• THE DATA:
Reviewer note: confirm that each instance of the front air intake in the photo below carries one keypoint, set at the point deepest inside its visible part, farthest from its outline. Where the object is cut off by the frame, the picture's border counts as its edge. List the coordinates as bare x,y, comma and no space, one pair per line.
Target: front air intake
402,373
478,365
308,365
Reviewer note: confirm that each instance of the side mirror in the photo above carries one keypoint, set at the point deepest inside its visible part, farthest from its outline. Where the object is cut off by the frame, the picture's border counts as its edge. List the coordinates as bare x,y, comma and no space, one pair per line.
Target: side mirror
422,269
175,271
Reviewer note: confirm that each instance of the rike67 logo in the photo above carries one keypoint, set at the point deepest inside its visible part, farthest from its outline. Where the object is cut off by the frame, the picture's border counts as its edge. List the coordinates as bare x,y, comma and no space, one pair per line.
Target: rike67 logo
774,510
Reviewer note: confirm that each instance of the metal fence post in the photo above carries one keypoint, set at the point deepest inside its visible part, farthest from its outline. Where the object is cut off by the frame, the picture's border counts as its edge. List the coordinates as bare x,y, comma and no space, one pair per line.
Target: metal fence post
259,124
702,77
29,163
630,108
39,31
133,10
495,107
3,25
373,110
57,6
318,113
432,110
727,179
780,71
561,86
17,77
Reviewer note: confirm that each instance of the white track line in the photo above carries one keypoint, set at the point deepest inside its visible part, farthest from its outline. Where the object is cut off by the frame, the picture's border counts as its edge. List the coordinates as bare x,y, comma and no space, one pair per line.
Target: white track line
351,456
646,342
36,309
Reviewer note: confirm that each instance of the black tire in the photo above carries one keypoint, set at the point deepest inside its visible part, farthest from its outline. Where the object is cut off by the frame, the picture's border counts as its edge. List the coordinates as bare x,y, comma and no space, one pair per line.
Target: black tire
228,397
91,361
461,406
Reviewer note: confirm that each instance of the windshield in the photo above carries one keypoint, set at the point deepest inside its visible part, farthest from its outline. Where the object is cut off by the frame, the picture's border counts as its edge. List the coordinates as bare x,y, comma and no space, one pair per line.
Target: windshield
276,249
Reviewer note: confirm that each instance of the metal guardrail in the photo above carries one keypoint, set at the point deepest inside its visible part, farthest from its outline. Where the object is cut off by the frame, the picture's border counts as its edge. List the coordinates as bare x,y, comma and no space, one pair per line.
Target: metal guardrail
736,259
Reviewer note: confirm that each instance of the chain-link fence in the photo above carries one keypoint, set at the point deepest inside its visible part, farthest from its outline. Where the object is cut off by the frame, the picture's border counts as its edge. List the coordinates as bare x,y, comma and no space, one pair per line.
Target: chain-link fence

• WHAT YOU NEED TO DO: All of the entries must be given again, word for word.

• FINISHED TASK:
Reviewer note: confirm that each instance of the front air intake in the photo below carries one keypoint, set at the point deepest inside its visible part, farthest from its outline. Where the object is cut off by the frame, the picture's border counts as its edge. List the coordinates as bare x,y, comma and no space, one pair per line.
Target: front air intake
402,373
478,365
308,365
Reviewer note: confirm that each instance of the side mirror in the photo above carries one keypoint, set at the point deepest inside its visible part, farthest from its outline. Where the object is cut off by the frame, the picture's border counts as its edge. List the coordinates as bare x,y, comma and no space, one pair per line.
Target: side mirror
422,269
175,271
Reviewer note: confirm that each instance of the rike67 logo in the photo above carries one keypoint, set at the point deepest inside its visible part, farthest from its outline. Where the object is cut off by the frame, the picture's border counts as its edge. List the coordinates as bare x,y, comma and no space, one pair per line.
Target: rike67 logo
774,510
Reviewer note: confirm that each instance of the metal fence post in the photo above carries one keypoint, set at the point deepest inside its visible part, farthest from its outline. Where the object is cut off by the frame, the picture's border counts as its edge. List the coordinates as bare x,y, comma and no space, one pair per line.
Target: metal fence post
259,124
702,77
29,163
630,108
39,31
133,10
495,107
3,25
373,110
57,6
318,113
432,110
727,179
780,71
561,86
17,77
Reviewer note: confirm that each instance of the white track line in the photo above carries one keypoint, set at the point deepest inside its visible part, farthest from its outline. Where the object is cut off by the frame, the picture's border counts as its edge. List the coordinates as bare x,y, comma and no space, one pair per line.
Target: white track line
351,456
646,342
36,309
Reviewer note: confirm that each instance of the black tire in the photo above carries one keypoint, set at the point deepest inside its visible part, farthest from its outline. Where the object is cut off by the frame, the picture's border counts as its edge. List the coordinates as bare x,y, comma and no space, one pair per line.
Target: black tire
228,397
91,361
461,406
Reviewer note: confirm that each instance of the windshield in the photo above carries one keypoint, set at the point deepest inside its visible part, farthest from its outline. Where the object is cut off by the frame, the picture's border counts as its edge. List the coordinates as bare x,y, comma and no space, one pair per line.
Target: windshield
276,249
Reviewer note: confirm that each instance of the metal guardrail in the photo above carries one keypoint, set at the point deepest inside its visible part, farthest from its outline. Where the object is cut off by the frame, the picture's border counts as its edge. List the coordinates as bare x,y, comma and no space, one pair per line.
Target: metal guardrail
736,259
Reviewer note: confirm that each instance of the chain-link fence in the photo above carries one keypoint, set at the point deepest inside its visible part, farthest from its outline. Where the object is cut off by the frame, the picture's border counts as its edge. List the coordinates as bare x,y, comma and no space, one pair per line.
Target: chain-link fence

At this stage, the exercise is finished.